WORK TO BE COMPLETED> Count how many lines in the data hold "field". Only the number.

*** EXTRACTED RECORDS ***

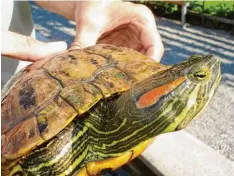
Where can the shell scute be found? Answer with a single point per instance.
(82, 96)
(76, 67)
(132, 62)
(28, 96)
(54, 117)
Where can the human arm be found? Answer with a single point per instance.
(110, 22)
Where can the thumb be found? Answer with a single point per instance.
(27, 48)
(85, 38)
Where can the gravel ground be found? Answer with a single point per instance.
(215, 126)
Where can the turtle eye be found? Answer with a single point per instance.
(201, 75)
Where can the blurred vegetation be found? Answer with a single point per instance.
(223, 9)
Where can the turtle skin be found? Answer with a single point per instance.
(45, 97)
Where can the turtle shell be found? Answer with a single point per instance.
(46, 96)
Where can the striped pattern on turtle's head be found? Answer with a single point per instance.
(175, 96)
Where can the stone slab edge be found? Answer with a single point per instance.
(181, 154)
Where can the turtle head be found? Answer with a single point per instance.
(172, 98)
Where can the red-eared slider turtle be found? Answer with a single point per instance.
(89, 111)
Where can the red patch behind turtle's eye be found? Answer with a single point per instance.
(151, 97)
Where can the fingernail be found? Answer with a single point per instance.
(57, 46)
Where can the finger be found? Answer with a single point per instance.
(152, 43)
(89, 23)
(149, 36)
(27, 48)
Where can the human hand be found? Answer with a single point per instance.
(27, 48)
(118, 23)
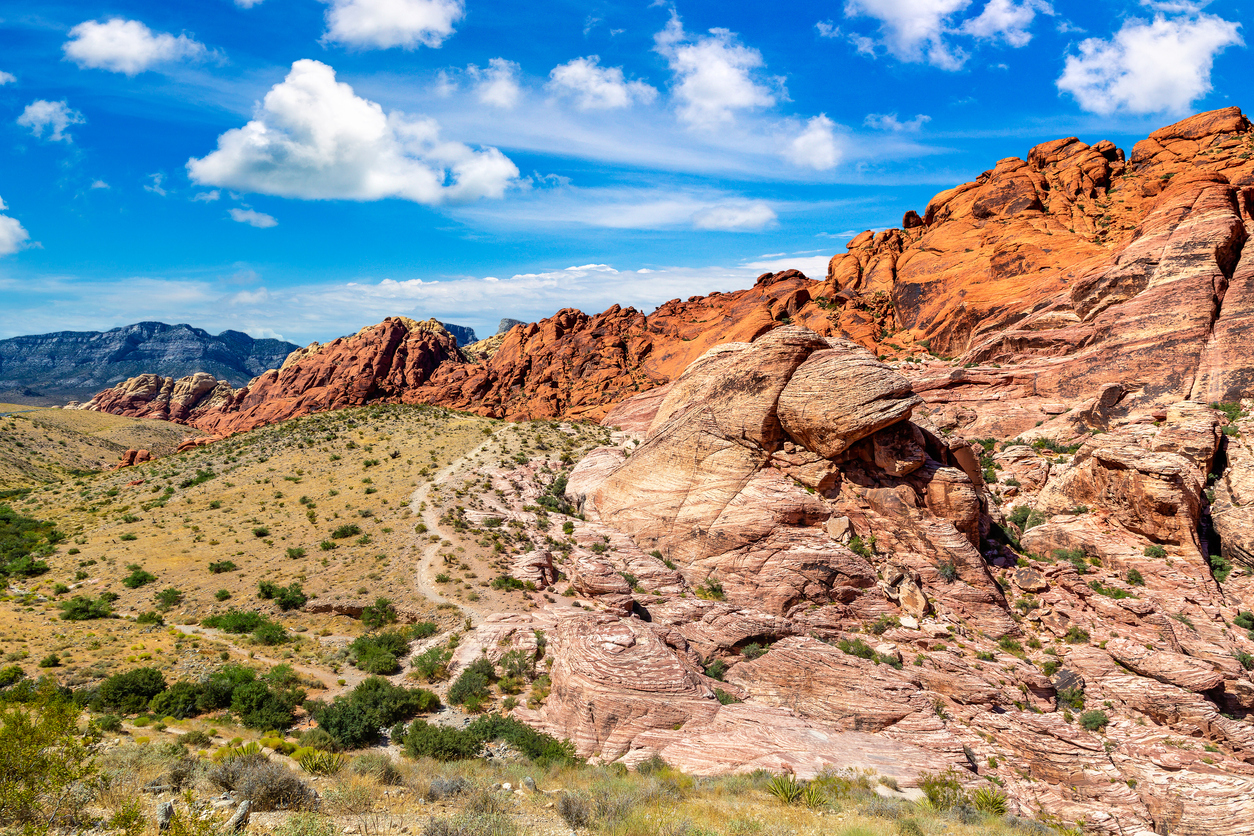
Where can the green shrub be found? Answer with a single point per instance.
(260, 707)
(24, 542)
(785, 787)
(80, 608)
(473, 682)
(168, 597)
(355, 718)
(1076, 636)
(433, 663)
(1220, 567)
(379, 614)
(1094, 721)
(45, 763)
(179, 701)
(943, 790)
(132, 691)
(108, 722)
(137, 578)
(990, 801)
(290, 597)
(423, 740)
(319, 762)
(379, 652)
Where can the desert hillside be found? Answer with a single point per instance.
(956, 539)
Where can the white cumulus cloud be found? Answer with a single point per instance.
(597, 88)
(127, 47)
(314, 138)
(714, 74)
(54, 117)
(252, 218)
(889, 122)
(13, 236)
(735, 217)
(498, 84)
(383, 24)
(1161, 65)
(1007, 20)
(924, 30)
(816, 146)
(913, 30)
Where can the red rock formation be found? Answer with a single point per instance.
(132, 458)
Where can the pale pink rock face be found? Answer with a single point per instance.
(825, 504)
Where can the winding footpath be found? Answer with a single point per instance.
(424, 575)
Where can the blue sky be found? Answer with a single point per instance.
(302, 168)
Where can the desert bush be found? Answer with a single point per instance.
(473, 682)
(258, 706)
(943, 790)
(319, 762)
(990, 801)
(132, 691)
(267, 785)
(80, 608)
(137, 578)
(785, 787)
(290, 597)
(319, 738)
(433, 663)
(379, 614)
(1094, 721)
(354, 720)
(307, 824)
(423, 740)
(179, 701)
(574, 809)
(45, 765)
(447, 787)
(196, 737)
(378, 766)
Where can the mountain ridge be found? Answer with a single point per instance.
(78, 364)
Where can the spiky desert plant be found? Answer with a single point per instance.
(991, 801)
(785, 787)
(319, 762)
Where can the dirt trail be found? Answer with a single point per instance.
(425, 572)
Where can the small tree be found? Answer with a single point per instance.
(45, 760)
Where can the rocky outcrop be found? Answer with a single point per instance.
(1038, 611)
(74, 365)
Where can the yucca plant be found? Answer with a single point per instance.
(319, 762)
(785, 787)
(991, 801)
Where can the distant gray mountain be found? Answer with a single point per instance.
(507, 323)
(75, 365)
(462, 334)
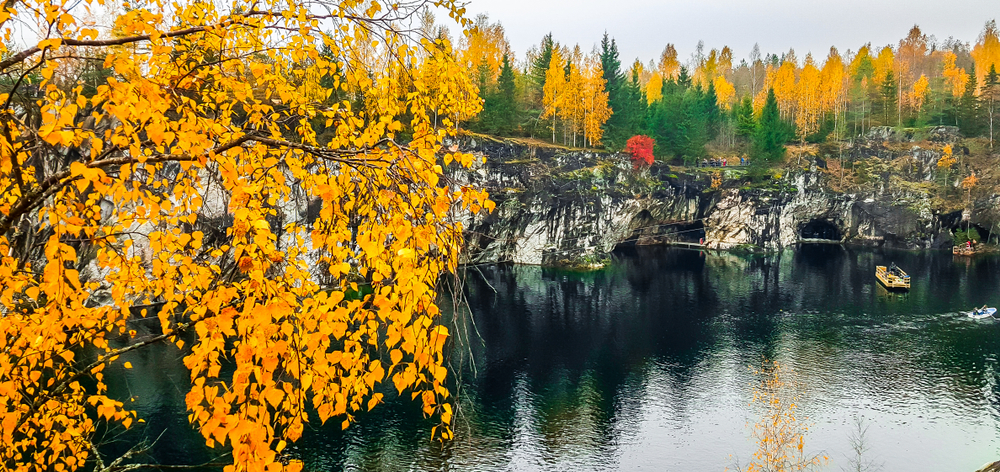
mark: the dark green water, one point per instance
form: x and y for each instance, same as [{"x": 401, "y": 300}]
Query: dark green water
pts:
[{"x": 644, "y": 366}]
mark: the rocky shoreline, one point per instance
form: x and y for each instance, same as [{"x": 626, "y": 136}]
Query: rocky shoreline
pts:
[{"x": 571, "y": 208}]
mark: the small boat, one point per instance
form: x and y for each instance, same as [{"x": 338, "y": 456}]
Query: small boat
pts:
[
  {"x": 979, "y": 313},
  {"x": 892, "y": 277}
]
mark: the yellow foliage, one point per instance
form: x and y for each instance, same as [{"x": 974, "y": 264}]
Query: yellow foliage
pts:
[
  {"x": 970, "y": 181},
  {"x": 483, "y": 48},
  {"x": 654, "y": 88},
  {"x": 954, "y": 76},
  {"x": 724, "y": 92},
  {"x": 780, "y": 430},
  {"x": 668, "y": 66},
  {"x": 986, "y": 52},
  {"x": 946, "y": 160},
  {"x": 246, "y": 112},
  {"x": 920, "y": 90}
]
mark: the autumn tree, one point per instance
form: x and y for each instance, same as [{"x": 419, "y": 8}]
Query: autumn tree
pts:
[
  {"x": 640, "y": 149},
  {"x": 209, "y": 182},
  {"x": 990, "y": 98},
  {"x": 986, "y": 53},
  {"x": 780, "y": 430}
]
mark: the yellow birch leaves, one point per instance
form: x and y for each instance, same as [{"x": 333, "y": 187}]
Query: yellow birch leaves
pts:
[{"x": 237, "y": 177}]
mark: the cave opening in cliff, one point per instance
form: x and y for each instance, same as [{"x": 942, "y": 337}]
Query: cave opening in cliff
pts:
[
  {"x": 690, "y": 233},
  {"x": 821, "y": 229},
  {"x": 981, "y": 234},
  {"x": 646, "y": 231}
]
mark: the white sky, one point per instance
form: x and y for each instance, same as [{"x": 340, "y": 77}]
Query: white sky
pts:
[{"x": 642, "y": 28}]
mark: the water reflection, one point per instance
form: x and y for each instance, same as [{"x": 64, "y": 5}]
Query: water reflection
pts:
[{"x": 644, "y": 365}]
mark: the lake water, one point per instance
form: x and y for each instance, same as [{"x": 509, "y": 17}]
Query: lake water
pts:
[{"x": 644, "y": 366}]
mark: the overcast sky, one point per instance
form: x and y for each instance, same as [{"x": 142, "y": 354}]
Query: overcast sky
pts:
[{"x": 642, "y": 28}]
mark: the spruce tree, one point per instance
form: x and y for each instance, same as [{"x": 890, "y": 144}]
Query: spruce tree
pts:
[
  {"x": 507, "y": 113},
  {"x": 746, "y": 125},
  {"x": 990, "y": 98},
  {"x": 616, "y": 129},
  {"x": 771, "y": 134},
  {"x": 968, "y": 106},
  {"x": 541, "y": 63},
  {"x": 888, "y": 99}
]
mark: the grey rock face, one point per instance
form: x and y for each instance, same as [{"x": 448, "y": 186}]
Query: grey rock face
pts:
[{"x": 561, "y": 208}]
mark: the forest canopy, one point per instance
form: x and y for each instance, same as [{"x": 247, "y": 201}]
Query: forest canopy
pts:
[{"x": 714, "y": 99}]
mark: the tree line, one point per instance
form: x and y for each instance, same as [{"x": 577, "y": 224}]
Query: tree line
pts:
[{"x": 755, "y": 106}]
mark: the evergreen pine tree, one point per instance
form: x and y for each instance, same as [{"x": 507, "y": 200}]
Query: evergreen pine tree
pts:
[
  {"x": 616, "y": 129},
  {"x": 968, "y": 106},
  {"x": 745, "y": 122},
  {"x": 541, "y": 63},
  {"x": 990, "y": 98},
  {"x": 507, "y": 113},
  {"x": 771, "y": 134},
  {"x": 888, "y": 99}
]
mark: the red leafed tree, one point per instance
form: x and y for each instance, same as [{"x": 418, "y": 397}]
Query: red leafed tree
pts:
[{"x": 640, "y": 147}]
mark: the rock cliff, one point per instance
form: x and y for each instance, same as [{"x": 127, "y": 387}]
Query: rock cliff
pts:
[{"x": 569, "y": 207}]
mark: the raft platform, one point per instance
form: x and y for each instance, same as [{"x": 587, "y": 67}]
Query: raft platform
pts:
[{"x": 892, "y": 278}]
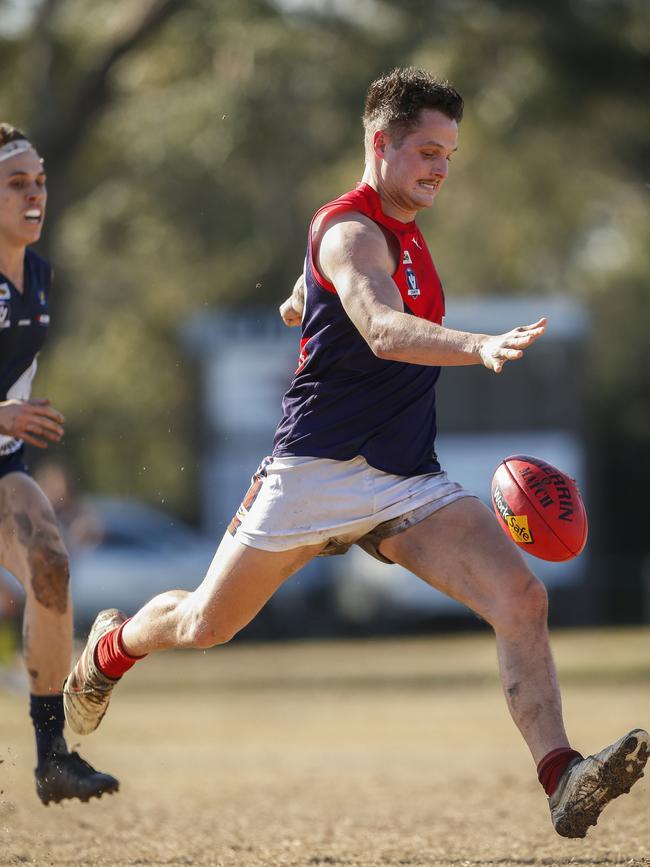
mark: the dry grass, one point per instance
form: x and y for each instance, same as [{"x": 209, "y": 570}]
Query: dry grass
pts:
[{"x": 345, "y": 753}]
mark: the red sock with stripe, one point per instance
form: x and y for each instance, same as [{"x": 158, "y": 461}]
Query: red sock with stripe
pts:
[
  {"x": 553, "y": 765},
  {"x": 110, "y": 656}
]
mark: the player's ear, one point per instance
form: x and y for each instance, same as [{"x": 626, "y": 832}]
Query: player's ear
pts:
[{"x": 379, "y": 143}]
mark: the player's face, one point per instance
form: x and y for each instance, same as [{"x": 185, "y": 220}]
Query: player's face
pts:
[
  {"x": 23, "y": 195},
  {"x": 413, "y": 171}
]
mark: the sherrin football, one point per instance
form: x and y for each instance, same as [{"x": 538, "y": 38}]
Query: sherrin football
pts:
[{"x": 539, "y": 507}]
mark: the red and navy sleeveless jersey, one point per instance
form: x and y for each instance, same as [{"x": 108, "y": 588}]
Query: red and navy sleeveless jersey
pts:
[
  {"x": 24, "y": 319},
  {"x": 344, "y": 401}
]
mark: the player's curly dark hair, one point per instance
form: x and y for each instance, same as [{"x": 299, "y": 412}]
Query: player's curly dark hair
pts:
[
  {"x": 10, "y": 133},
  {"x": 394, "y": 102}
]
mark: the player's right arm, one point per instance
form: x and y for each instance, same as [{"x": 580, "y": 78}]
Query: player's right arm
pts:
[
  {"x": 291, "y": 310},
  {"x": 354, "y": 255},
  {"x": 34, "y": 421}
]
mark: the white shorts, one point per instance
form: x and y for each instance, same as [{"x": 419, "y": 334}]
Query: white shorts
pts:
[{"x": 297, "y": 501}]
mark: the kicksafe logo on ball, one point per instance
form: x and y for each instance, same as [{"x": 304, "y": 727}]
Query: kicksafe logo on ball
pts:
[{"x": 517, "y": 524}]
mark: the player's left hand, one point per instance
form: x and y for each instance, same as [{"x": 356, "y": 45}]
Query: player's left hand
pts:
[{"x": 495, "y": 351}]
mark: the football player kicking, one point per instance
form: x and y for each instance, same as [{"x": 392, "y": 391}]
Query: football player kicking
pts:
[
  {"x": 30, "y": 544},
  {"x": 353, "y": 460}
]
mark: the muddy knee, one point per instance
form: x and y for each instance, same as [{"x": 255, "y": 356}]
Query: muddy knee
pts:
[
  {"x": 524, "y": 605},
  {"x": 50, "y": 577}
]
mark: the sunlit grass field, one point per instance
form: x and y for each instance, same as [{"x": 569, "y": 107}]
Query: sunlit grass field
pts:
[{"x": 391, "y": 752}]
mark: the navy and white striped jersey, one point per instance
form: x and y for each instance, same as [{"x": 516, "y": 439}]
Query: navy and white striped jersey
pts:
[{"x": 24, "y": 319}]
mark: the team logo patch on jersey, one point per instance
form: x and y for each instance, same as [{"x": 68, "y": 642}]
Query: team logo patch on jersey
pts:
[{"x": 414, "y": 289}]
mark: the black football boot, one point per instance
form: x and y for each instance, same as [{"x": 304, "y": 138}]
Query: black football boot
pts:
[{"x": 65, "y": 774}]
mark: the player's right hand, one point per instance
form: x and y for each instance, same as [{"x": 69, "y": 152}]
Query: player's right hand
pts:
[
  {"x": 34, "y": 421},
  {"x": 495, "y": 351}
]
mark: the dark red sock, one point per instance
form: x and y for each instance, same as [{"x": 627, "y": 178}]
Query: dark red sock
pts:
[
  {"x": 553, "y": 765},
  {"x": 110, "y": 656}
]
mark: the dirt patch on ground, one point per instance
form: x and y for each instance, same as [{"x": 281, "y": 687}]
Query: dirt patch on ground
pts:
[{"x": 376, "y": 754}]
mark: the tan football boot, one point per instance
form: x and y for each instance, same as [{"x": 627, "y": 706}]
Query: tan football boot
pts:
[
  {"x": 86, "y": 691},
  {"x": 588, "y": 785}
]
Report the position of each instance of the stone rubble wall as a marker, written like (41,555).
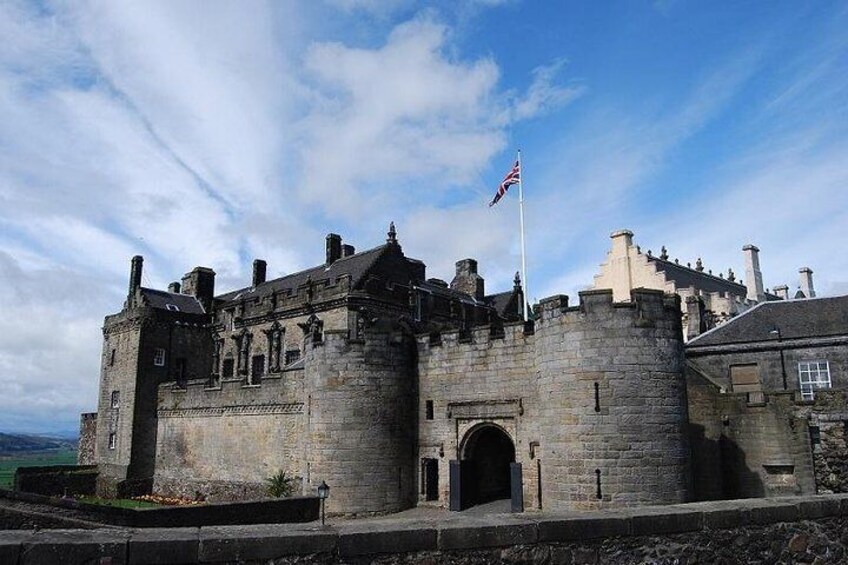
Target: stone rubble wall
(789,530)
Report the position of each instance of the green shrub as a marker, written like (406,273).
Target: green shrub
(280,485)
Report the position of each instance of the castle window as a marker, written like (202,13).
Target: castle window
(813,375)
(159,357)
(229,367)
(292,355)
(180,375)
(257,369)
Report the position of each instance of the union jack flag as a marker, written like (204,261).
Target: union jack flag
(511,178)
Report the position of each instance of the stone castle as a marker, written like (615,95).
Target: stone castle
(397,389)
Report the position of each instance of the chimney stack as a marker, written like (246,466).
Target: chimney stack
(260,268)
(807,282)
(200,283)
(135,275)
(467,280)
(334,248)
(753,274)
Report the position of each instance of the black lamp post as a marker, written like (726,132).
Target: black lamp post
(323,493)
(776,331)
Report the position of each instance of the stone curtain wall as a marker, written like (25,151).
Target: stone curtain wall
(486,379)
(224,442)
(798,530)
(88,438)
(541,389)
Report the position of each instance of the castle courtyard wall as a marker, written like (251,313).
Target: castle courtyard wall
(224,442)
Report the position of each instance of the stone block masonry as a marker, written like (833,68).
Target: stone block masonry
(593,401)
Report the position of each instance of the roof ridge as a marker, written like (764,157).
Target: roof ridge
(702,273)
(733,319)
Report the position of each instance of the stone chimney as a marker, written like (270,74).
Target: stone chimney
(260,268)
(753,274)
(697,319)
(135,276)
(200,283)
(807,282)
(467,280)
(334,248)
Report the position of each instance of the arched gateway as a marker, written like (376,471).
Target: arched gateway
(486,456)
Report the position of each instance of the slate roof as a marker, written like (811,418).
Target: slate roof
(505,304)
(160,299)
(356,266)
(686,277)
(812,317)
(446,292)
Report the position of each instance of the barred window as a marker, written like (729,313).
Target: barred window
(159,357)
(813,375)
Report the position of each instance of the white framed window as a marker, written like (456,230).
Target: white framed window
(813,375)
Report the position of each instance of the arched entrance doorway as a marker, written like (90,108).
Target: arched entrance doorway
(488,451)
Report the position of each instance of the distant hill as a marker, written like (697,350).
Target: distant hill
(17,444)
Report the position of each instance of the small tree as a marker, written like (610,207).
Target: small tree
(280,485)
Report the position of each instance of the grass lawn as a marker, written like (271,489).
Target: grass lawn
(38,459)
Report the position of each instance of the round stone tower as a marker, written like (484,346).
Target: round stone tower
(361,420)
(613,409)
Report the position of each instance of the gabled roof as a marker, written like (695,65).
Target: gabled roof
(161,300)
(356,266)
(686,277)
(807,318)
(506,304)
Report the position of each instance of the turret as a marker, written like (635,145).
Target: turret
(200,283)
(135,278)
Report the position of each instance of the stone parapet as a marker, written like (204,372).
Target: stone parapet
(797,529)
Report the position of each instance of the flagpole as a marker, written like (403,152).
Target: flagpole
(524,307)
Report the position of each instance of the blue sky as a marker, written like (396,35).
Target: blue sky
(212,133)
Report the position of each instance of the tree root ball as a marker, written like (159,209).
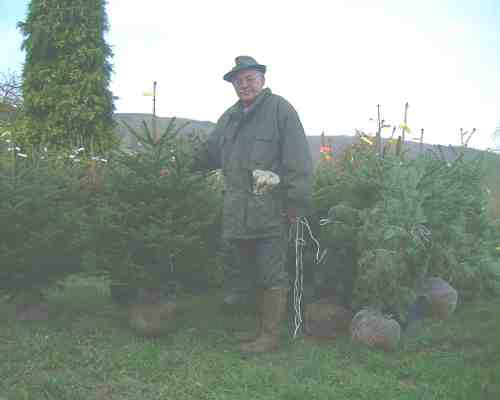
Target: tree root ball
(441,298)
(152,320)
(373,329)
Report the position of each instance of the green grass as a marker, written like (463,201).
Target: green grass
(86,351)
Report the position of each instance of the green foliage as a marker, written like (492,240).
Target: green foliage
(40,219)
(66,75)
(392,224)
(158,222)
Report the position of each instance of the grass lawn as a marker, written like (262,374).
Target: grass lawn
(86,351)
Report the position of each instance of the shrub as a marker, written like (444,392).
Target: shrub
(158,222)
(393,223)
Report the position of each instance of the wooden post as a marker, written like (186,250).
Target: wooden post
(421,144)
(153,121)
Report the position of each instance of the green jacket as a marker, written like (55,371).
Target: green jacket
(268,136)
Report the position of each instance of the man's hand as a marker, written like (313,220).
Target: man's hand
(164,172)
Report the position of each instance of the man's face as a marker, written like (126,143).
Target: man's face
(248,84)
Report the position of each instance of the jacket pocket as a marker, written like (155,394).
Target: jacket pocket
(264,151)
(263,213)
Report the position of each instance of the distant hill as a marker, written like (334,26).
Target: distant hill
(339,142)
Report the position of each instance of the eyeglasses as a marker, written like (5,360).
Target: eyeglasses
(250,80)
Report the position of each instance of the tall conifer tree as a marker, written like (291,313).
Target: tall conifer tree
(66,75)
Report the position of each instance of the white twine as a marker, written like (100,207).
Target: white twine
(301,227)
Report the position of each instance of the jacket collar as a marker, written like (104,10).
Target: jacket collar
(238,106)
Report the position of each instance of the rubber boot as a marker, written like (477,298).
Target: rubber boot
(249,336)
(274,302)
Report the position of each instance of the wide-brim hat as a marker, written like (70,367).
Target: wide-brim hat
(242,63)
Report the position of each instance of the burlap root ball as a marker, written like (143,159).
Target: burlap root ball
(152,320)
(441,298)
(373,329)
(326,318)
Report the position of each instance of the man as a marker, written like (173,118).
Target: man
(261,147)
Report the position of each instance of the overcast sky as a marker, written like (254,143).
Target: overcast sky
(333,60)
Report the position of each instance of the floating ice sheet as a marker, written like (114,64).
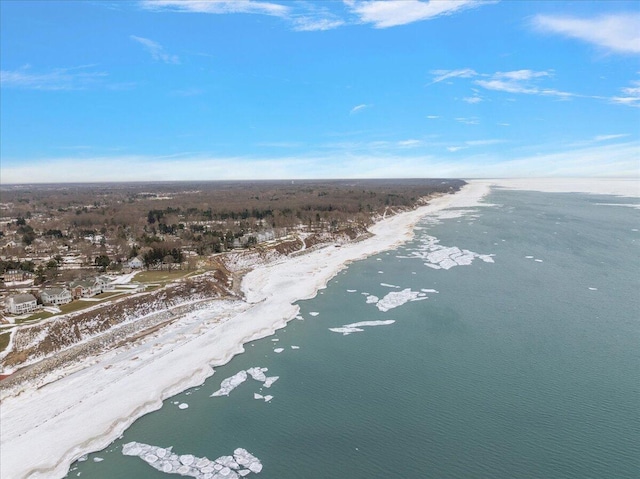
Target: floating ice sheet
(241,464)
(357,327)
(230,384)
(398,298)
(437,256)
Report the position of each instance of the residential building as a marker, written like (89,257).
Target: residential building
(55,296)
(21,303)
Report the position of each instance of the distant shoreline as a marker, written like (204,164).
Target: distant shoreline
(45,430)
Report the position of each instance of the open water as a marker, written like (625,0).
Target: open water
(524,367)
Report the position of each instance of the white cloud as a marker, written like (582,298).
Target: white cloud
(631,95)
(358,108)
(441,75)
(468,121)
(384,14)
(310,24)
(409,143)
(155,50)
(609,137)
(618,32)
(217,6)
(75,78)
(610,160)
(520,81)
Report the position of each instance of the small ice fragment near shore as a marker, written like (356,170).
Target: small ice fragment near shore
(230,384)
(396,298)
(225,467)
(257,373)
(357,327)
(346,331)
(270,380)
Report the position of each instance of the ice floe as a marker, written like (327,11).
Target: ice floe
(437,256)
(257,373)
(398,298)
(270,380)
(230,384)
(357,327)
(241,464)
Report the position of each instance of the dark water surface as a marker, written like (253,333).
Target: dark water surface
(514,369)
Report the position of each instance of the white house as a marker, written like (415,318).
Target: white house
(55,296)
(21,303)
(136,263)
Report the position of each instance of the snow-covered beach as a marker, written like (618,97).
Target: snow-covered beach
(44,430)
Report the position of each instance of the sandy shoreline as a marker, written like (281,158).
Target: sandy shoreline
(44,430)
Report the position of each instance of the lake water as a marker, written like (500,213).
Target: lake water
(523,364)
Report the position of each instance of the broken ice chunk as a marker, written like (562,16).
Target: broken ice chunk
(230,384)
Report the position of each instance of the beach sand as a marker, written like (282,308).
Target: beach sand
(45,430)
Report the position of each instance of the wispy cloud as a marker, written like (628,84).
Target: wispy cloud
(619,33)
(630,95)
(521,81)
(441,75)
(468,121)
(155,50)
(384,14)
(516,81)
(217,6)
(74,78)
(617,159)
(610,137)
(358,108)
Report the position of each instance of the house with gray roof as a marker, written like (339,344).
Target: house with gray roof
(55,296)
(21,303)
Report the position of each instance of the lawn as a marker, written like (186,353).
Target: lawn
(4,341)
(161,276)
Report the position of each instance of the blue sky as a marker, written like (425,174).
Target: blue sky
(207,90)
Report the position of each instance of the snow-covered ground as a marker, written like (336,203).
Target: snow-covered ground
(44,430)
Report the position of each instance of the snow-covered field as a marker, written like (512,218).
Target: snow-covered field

*** End of EXTRACTED RECORDS ***

PROBLEM SOLUTION> 4